Diga se as afirmações seguintes estão de acordo com o texto sobre o princípio da subsidiariedade na União Europeia, respondendo sim ou não e citando literalmente as palavras do texto que decidem cada caso. 1. As instituições da União Europeia atuam antes dos Estados na execução das políticas comuns. 2. O respeito às diferenças e aos valores culturais é matéria de competência concorrente entre as instituições da União Europeia e os Estados. 3. Na arena supranacional convivem vinte e sete Estados-membros.

## Bloco de texto
※
Somente na hipótese de o Estado não conseguir alcançar os objetivos pretendidos, que em verdade não são interesses de um Estado, mas de toda a União Europeia (e são um tema de interesse comum), é que as instituições da União Europeia atuarão, de maneira subsidiária e proporcional, com a finalidade de executar as referidas políticas e alcançar o fim comunitário. Trata-se da aplicação dos princípios da subsidiariedade e da proporcionalidade, previstos no artigo 5º do Tratado de Nice, 20015. Aliás, o princípio da subsidiaridade, verdadeira pedra de toque do ordenamento jurídico supranacional, tem como função primordial aproximar o cidadão das políticas comunitárias, de modo a inseri-lo no seio da integração, criando-se, no espaço comunitário, uma verdadeira “Europa dos cidadãos”.6
Assim, por exemplo, um dos objetivos da União Europeia é o respeito às diferenças e aos valores culturais. Trata-se de matéria de competência concorrente entre as instituições da União Europeia, e os Estados. Caberá, primordialmente, ao Estado, enquanto ente menor, executar as referidas políticas para a proteção de uma minoria linguística. Somente se o Estado não lograr êxito de atingir o fim perseguido é que as instituições comunitárias poderão adotar políticas, de maneira subsidiária e proporcional, para suprir a omissão do Estado e garantir o interesse supranacional.7
De acordo com o estágio atual da União Europeia, de Mercado Comum e da União Monetária, pode-se afirmar a existência do rompimento do dogma referente ao conceito clássico de soberania, devido às próprias políticas que o processo de integração engloba, ou seja, a livre circulação dos quatro fatores de produção, bens, pessoas serviços e capitais, agregando-se a existência de uma moeda única: o euro. Torna-se necessário que as instituições comunitárias, portanto, adotem as políticas com vistas a atingir o interesse supranacional, avançando em matérias, políticas e competências legislativas que antes eram de atribuição exclusiva dos Estados.
3. Cultura e Evolução do Estado Nacional na Europa
Com o aprofundamento cada vez maior do processo de integração europeu, parte-se para a construção de uma verdadeira arena supranacional, na qual convivem vinte e sete Estados-membros, com culturas, costumes, línguas e tradições diferentes. Uma das grandes dificuldades e dilemas da União Europeia por consequência, é o de buscar certa compatibilização e harmonia entre as culturas da arena supranacional, de forma a, na medida do possível, ser possível preservá-las.
※
## Trechos da listagem
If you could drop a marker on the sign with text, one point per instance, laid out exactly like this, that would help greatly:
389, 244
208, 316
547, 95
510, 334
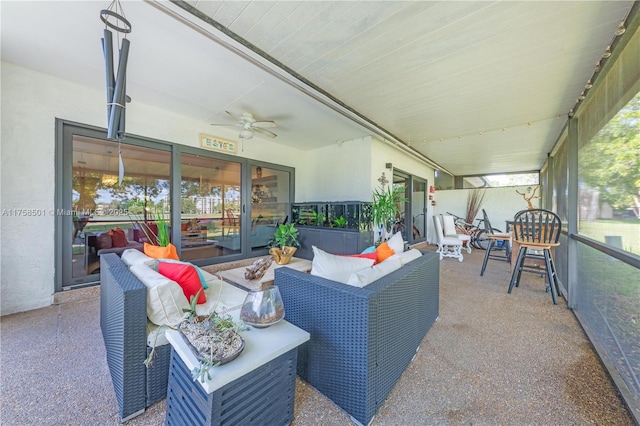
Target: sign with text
218, 144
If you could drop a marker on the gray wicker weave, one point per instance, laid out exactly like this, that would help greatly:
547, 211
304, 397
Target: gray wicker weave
123, 320
362, 339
※
## Resposta do exercício
1. Não: "Somente na hipótese de o Estado não conseguir alcançar os objetivos pretendidos" é "que as instituições da União Europeia atuarão, de maneira subsidiária e proporcional".
2. Sim: "Trata-se de matéria de competência concorrente entre as instituições da União Europeia, e os Estados."
3. Sim: "na qual convivem vinte e sete Estados-membros".